[Start Data provided]

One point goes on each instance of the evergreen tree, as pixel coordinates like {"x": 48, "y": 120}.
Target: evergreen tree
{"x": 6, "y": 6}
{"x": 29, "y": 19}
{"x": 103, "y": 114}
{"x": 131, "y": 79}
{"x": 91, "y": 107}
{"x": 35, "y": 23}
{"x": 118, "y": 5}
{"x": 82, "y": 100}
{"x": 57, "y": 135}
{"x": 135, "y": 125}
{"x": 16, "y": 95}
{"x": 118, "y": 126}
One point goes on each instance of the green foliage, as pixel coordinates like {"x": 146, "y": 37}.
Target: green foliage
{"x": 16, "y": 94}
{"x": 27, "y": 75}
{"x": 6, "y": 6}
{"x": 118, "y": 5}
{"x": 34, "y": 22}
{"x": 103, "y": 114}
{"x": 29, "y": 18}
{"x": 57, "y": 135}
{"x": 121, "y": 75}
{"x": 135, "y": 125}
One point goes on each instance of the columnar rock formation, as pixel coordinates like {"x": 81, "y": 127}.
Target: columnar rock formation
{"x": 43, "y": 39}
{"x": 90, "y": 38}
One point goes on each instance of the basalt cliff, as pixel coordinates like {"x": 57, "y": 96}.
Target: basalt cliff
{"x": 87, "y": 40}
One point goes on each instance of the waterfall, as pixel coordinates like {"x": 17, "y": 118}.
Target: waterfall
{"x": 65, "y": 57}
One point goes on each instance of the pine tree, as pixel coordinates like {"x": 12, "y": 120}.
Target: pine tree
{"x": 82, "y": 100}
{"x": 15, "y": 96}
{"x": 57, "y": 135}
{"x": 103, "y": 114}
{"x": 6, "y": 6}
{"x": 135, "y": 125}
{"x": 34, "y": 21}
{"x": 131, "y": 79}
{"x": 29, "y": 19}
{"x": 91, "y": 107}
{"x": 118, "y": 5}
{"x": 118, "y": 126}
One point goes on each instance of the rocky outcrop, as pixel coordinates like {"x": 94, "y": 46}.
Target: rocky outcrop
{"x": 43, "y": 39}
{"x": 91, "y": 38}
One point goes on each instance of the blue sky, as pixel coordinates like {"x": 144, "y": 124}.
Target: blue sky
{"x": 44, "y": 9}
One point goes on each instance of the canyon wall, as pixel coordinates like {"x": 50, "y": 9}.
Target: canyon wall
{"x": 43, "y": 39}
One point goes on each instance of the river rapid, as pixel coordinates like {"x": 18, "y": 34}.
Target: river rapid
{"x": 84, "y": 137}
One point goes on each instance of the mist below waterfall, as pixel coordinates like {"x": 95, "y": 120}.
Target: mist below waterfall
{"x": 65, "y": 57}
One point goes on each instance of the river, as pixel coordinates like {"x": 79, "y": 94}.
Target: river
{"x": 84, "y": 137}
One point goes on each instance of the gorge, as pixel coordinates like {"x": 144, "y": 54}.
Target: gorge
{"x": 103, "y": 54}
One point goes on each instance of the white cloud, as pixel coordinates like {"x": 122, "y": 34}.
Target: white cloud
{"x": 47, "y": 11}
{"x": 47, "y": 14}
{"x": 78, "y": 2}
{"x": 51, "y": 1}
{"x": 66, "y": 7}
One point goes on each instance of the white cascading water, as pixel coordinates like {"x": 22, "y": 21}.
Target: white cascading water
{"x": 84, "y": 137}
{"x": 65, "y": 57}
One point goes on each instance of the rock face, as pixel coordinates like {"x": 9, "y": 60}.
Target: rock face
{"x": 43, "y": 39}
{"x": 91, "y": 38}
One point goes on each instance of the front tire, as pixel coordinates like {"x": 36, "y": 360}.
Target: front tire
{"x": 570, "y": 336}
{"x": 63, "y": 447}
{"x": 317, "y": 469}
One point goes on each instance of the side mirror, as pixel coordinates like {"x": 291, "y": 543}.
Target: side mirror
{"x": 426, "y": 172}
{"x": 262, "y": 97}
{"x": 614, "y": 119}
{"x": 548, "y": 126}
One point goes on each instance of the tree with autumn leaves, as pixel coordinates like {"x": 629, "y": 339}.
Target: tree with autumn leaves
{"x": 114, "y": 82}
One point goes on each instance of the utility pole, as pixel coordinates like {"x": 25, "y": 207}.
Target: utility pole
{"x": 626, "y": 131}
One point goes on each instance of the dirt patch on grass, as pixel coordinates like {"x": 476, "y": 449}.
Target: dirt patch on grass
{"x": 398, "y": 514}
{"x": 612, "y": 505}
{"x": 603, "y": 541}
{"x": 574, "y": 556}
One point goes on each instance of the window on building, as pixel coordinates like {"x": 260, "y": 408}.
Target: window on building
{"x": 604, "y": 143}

[End Data provided]

# Description of the task
Reproduce all of the entries above, substituting "image coordinates" for each occurrence of "pixel coordinates" and leaving everything else as it is.

# The output
One point goes on each instance of the evergreen tree, as image coordinates like {"x": 48, "y": 120}.
Target: evergreen tree
{"x": 6, "y": 6}
{"x": 29, "y": 19}
{"x": 103, "y": 114}
{"x": 131, "y": 79}
{"x": 91, "y": 107}
{"x": 35, "y": 23}
{"x": 118, "y": 5}
{"x": 82, "y": 100}
{"x": 57, "y": 135}
{"x": 135, "y": 125}
{"x": 16, "y": 95}
{"x": 118, "y": 126}
One point goes on each instance of the green foliage, as image coordinates like {"x": 146, "y": 37}.
Target: green foliage
{"x": 16, "y": 94}
{"x": 27, "y": 75}
{"x": 6, "y": 6}
{"x": 118, "y": 5}
{"x": 34, "y": 22}
{"x": 103, "y": 114}
{"x": 29, "y": 18}
{"x": 57, "y": 135}
{"x": 121, "y": 75}
{"x": 135, "y": 125}
One point goes on each instance of the columnar rock formation, as image coordinates like {"x": 81, "y": 127}.
Target: columnar rock formation
{"x": 43, "y": 39}
{"x": 90, "y": 38}
One point goes on each instance of the basalt cliff, as image coordinates like {"x": 57, "y": 96}.
Target: basalt cliff
{"x": 87, "y": 40}
One point goes on each instance of the waterfall, as image coordinates like {"x": 17, "y": 118}.
Target: waterfall
{"x": 65, "y": 57}
One point goes on each instance of the pine tree, as image coordinates like {"x": 12, "y": 120}.
Target: pine tree
{"x": 82, "y": 100}
{"x": 15, "y": 96}
{"x": 57, "y": 135}
{"x": 103, "y": 114}
{"x": 6, "y": 6}
{"x": 135, "y": 125}
{"x": 34, "y": 21}
{"x": 131, "y": 79}
{"x": 29, "y": 19}
{"x": 91, "y": 107}
{"x": 118, "y": 5}
{"x": 118, "y": 126}
One point goes on each instance of the rocky outcrop, as image coordinates like {"x": 94, "y": 46}.
Target: rocky outcrop
{"x": 43, "y": 39}
{"x": 91, "y": 38}
One point goes on each instance of the blue sky, as image coordinates like {"x": 144, "y": 124}.
Target: blue sky
{"x": 44, "y": 9}
One point goes on each instance of the canyon wall, as image coordinates like {"x": 50, "y": 9}.
Target: canyon wall
{"x": 43, "y": 39}
One point goes on each instance of the river rapid, as image coordinates like {"x": 18, "y": 34}.
Target: river rapid
{"x": 84, "y": 137}
One point goes on each instance of the mist below waterfall, as image coordinates like {"x": 95, "y": 120}.
Target: mist below waterfall
{"x": 65, "y": 57}
One point goes on each instance of the river, as image coordinates like {"x": 79, "y": 94}.
Target: river
{"x": 84, "y": 137}
One point goes on each instance of the gorge, as image coordinates like {"x": 144, "y": 54}.
Target: gorge
{"x": 103, "y": 54}
One point goes on each instance of the white cloud, as image coordinates like {"x": 122, "y": 34}.
Target: white cloud
{"x": 47, "y": 11}
{"x": 47, "y": 14}
{"x": 78, "y": 2}
{"x": 51, "y": 1}
{"x": 66, "y": 7}
One point goes on each instance of the white cascading water, as image coordinates like {"x": 22, "y": 21}.
Target: white cascading water
{"x": 84, "y": 137}
{"x": 65, "y": 57}
One point goes on each instance of the rock face, as image coordinates like {"x": 9, "y": 60}.
Target: rock face
{"x": 43, "y": 39}
{"x": 91, "y": 38}
One point goes on each instance of the front tire, as image coordinates like {"x": 36, "y": 360}.
Target: front tire
{"x": 570, "y": 336}
{"x": 63, "y": 447}
{"x": 317, "y": 469}
One point goes on each instance of the side mirror, as image coordinates like {"x": 291, "y": 543}.
Target: side mirror
{"x": 426, "y": 172}
{"x": 262, "y": 97}
{"x": 614, "y": 119}
{"x": 548, "y": 126}
One point goes on each instance of the tree with autumn leaves, as image coordinates like {"x": 629, "y": 339}.
Target: tree with autumn leaves
{"x": 114, "y": 82}
One point goes on each instance of the utility pole, as image coordinates like {"x": 25, "y": 207}.
Target: utility pole
{"x": 626, "y": 131}
One point goes on each instance of the dirt patch on grass, as image coordinates like {"x": 476, "y": 449}.
Target: dirt patch on grass
{"x": 398, "y": 514}
{"x": 612, "y": 505}
{"x": 603, "y": 541}
{"x": 574, "y": 556}
One point goes on each instance of the window on building, as image coordinates like {"x": 260, "y": 408}.
Target: window on building
{"x": 604, "y": 143}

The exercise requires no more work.